### Work instruction
Print each line exactly, beginning with the one where "Put a point on every instance of the black pants" appears and ending at the last line below.

[Opening Given information section]

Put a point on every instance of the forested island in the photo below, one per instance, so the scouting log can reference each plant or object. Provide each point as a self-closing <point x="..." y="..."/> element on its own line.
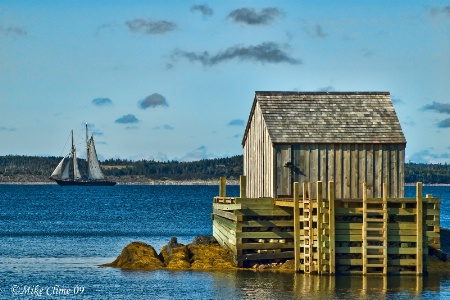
<point x="21" y="169"/>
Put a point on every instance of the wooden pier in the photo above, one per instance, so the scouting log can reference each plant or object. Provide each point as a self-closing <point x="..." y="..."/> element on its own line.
<point x="325" y="235"/>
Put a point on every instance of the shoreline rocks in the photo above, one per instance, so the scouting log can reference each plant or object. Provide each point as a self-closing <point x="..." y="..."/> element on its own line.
<point x="204" y="253"/>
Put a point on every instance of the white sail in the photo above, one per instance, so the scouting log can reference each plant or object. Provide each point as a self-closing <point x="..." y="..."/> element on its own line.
<point x="58" y="170"/>
<point x="76" y="171"/>
<point x="94" y="171"/>
<point x="65" y="174"/>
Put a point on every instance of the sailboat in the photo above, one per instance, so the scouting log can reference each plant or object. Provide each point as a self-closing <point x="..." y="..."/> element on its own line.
<point x="69" y="174"/>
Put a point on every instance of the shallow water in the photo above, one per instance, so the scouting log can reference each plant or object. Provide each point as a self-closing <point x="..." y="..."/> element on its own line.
<point x="52" y="240"/>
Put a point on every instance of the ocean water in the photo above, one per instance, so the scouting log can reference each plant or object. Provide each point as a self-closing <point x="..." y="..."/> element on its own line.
<point x="53" y="239"/>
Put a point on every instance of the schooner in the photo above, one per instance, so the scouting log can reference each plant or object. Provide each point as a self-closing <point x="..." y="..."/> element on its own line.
<point x="69" y="173"/>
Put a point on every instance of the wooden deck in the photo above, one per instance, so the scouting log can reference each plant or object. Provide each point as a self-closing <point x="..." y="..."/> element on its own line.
<point x="327" y="235"/>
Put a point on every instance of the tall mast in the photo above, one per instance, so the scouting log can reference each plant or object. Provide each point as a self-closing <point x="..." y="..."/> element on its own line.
<point x="87" y="148"/>
<point x="73" y="158"/>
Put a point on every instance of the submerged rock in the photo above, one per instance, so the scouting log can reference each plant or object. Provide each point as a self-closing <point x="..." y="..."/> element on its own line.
<point x="210" y="256"/>
<point x="204" y="253"/>
<point x="137" y="256"/>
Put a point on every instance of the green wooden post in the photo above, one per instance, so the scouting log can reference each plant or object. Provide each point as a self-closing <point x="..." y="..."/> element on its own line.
<point x="243" y="186"/>
<point x="296" y="227"/>
<point x="223" y="187"/>
<point x="419" y="222"/>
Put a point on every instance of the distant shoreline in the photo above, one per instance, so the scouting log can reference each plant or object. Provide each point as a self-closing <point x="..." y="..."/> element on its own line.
<point x="176" y="182"/>
<point x="155" y="182"/>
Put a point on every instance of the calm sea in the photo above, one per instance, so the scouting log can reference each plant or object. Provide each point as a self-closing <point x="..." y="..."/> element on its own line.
<point x="53" y="239"/>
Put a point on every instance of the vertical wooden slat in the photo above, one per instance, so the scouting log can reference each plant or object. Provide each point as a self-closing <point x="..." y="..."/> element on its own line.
<point x="362" y="162"/>
<point x="223" y="187"/>
<point x="319" y="225"/>
<point x="378" y="165"/>
<point x="369" y="172"/>
<point x="354" y="171"/>
<point x="364" y="231"/>
<point x="314" y="167"/>
<point x="394" y="171"/>
<point x="307" y="154"/>
<point x="243" y="187"/>
<point x="419" y="226"/>
<point x="296" y="227"/>
<point x="323" y="167"/>
<point x="401" y="171"/>
<point x="332" y="227"/>
<point x="347" y="172"/>
<point x="387" y="168"/>
<point x="330" y="164"/>
<point x="339" y="173"/>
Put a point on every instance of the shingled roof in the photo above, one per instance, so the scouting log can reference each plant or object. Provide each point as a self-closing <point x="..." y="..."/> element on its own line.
<point x="328" y="117"/>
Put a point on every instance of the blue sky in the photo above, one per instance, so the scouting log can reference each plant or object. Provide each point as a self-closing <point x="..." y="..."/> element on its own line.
<point x="175" y="80"/>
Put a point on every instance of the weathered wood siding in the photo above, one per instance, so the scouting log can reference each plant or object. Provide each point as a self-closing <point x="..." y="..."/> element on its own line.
<point x="259" y="158"/>
<point x="348" y="165"/>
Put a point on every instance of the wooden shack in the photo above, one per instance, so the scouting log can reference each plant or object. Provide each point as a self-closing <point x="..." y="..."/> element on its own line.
<point x="349" y="138"/>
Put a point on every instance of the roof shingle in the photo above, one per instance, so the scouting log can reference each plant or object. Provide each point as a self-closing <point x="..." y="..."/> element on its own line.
<point x="328" y="117"/>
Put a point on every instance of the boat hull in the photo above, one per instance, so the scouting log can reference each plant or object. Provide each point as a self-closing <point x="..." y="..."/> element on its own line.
<point x="85" y="183"/>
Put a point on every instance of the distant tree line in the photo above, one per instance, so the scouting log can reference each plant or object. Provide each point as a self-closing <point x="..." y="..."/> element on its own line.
<point x="40" y="168"/>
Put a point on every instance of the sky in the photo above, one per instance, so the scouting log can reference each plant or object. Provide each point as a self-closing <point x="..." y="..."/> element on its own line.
<point x="175" y="80"/>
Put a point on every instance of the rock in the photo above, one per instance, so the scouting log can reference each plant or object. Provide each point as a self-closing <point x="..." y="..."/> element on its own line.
<point x="204" y="240"/>
<point x="137" y="256"/>
<point x="195" y="256"/>
<point x="178" y="259"/>
<point x="173" y="243"/>
<point x="210" y="257"/>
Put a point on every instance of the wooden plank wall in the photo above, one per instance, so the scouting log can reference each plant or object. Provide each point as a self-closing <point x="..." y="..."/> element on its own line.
<point x="348" y="165"/>
<point x="259" y="158"/>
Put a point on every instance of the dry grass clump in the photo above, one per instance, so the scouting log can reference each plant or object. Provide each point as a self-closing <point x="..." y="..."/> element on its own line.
<point x="137" y="256"/>
<point x="209" y="257"/>
<point x="178" y="259"/>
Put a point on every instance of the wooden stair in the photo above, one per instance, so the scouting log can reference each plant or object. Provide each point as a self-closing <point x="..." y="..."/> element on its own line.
<point x="375" y="220"/>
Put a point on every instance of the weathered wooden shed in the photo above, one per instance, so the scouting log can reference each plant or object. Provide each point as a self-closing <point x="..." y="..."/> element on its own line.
<point x="350" y="138"/>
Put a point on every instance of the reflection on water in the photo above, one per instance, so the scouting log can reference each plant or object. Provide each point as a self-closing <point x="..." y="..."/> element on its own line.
<point x="267" y="285"/>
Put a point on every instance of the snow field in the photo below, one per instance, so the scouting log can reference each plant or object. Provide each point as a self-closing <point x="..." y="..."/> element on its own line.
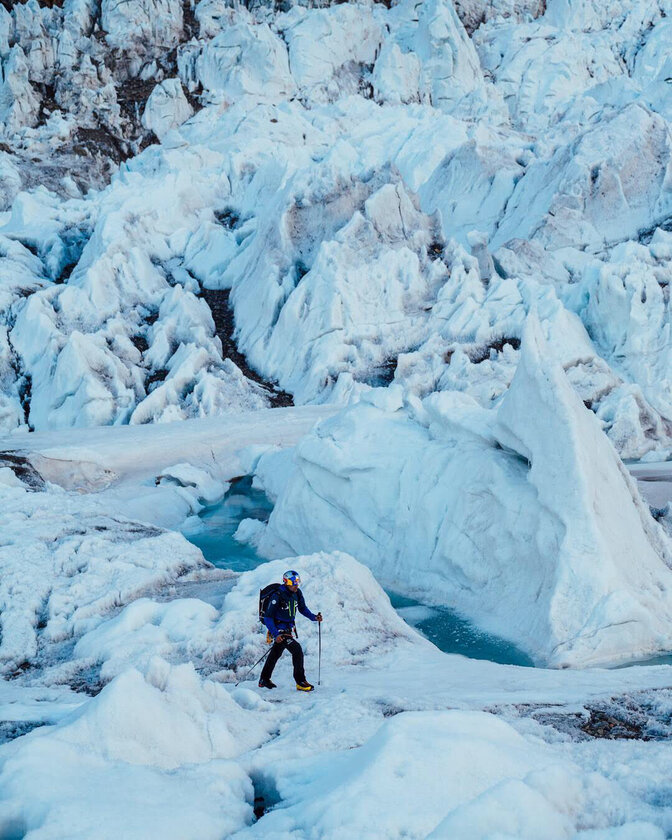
<point x="161" y="751"/>
<point x="526" y="523"/>
<point x="546" y="130"/>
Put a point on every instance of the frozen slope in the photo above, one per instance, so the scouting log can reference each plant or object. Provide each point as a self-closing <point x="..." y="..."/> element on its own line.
<point x="322" y="178"/>
<point x="522" y="518"/>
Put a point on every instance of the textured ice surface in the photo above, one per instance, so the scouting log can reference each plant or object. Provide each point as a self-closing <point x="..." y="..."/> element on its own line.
<point x="524" y="518"/>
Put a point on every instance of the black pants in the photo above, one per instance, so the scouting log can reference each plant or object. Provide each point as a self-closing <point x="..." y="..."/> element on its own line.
<point x="276" y="652"/>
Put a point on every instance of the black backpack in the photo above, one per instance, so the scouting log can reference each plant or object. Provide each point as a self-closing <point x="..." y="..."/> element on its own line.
<point x="265" y="597"/>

[Closing Given information section]

### Result of the exercise
Put a point on every instance of the black pants in the photo above, one per instance, so the scouting log can reference each plant or object. Provide each point as a self-closing <point x="..." y="..."/> element on its own line.
<point x="276" y="652"/>
Put a point on every instance of the black backpack in the photo above, one per instance, so the scouting log can reference each plant or object. Provide each point as a self-closing <point x="..." y="..."/> element on its own line.
<point x="265" y="597"/>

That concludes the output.